[Source material Boundary: Start]
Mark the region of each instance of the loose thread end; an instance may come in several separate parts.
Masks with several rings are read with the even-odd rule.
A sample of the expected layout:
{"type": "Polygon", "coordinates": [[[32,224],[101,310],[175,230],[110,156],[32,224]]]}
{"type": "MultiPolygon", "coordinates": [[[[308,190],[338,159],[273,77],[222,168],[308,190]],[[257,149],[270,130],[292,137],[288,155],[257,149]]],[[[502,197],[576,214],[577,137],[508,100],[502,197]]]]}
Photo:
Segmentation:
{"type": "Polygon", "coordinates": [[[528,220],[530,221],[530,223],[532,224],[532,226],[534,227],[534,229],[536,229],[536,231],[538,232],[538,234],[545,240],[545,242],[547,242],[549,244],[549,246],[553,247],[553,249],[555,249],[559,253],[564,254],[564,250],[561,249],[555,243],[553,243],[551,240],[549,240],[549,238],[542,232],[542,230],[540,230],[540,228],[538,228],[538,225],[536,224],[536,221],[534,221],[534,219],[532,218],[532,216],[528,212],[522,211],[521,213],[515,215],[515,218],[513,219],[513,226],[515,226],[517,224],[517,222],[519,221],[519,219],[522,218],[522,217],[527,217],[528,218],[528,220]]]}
[Source material Boundary: End]
_Aim of the exercise_.
Copy the data above in full, character for character.

_Reply_.
Mark the region of each instance of the loose thread end; an instance may come in several separate parts.
Masks with several rings are read with the even-odd rule.
A sample of the expected layout:
{"type": "Polygon", "coordinates": [[[32,224],[101,310],[175,230],[110,156],[32,224]]]}
{"type": "MultiPolygon", "coordinates": [[[[308,190],[338,159],[273,77],[222,168],[308,190]],[[257,149],[270,130],[292,137],[288,155],[257,149]]],[[[502,197],[576,214],[577,137],[508,100],[502,197]]]]}
Photo:
Segmentation:
{"type": "Polygon", "coordinates": [[[528,220],[530,221],[530,223],[532,224],[532,226],[534,227],[534,229],[536,229],[536,231],[538,232],[538,234],[545,240],[545,242],[547,242],[549,244],[549,246],[553,247],[553,249],[555,249],[559,253],[564,254],[564,250],[561,249],[555,243],[553,243],[551,240],[549,240],[549,238],[542,232],[542,230],[540,230],[540,228],[538,228],[538,225],[536,224],[536,221],[534,221],[534,219],[532,218],[532,216],[528,212],[522,211],[521,213],[515,215],[515,218],[513,219],[513,226],[515,226],[517,224],[517,222],[519,221],[519,219],[522,218],[522,217],[527,217],[528,218],[528,220]]]}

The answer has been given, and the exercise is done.